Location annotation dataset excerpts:
--------------------------------

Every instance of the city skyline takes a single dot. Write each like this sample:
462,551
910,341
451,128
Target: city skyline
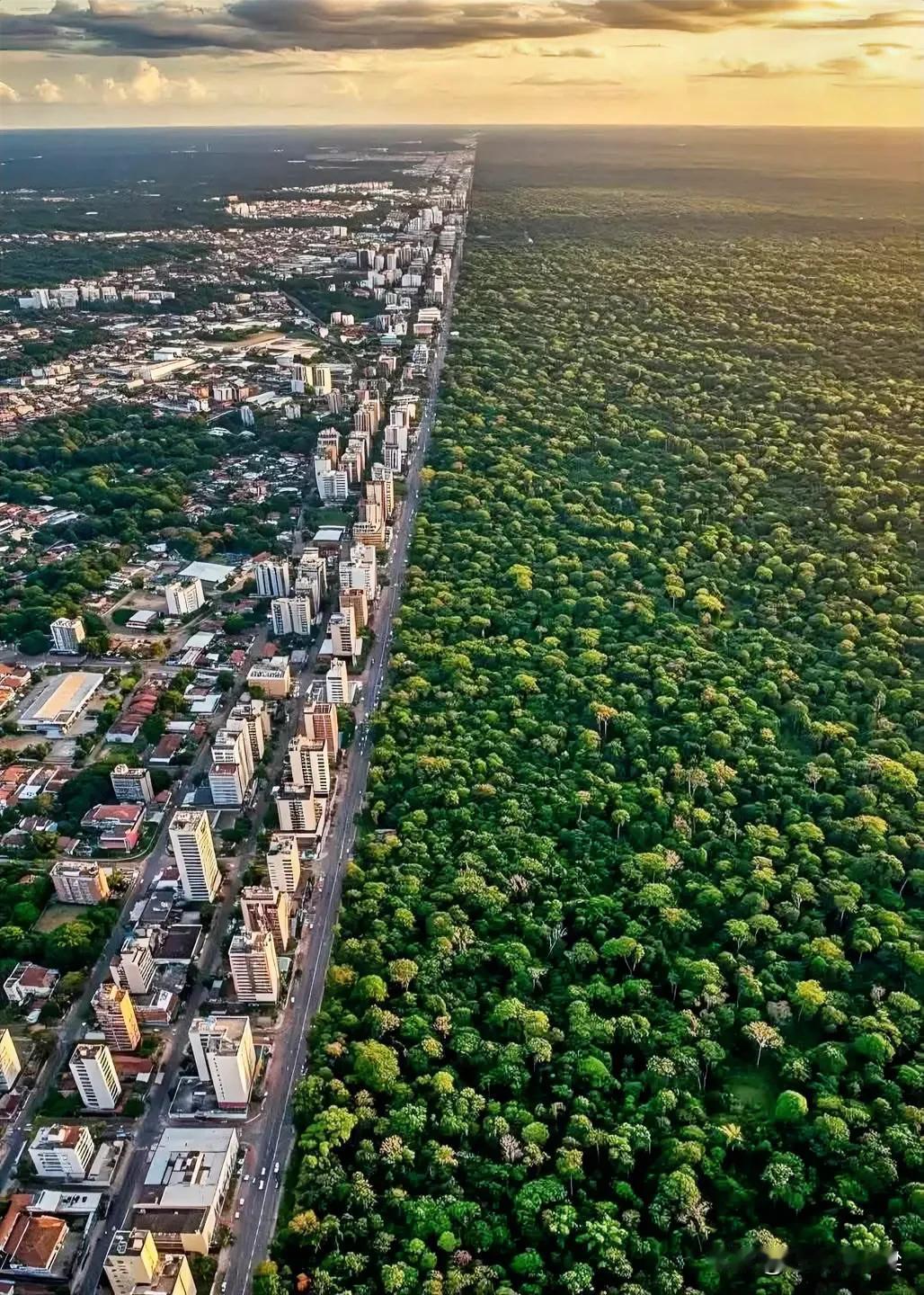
700,62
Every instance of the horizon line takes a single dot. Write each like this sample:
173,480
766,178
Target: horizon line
474,129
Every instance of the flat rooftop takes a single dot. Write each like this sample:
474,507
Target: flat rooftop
58,700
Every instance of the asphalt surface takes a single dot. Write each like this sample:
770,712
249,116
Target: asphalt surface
274,1135
80,1012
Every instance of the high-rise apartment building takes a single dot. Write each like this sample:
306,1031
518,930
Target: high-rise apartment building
11,1066
360,570
346,641
311,579
131,783
273,579
227,785
94,1076
321,380
67,636
293,617
255,969
318,721
115,1015
191,838
299,811
337,683
232,746
79,880
224,1054
309,765
134,966
267,909
273,676
62,1151
184,597
284,862
385,477
253,718
355,601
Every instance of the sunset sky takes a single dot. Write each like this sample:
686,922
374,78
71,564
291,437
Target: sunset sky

--------------------------------

SHORT TASK:
Can you render every line of the entries above as a numbered list, skipping blank lines and omitting the pictures?

SOLVED PROBLEM:
1. Every instance of the city skyline takes a single dot. Write each like this sample:
2. 462,551
3. 910,341
4. 451,128
5. Target: city skyline
6. 700,62
7. Every instance of the horizon line takes a single dot. Write each like this sample:
8. 173,480
9. 766,178
10. Target: horizon line
11. 474,129
12. Every instance of the flat rooftop takes a single dot. Write each like this sample:
13. 474,507
14. Target: flat rooftop
15. 58,700
16. Every instance of the asphalt surface takes a single dot. Write each like this sample:
17. 770,712
18. 249,116
19. Target: asphalt surface
20. 274,1135
21. 80,1012
22. Every instance of the high-rise apartment building takes a single dot. Write each like this sample:
23. 306,1031
24. 518,930
25. Target: high-rise apartment building
26. 11,1066
27. 360,570
28. 346,641
29. 311,579
30. 131,783
31. 273,579
32. 227,785
33. 94,1076
34. 321,380
35. 67,636
36. 293,617
37. 255,969
38. 318,721
39. 115,1015
40. 191,838
41. 299,811
42. 337,683
43. 232,746
44. 79,880
45. 224,1054
46. 309,765
47. 134,966
48. 267,909
49. 273,676
50. 62,1151
51. 184,597
52. 284,862
53. 385,477
54. 253,718
55. 355,601
56. Every instance of the sunset sky takes a single dot. Write each like this sample:
57. 686,922
58. 374,78
59. 71,564
60. 291,437
61. Target: sunset sky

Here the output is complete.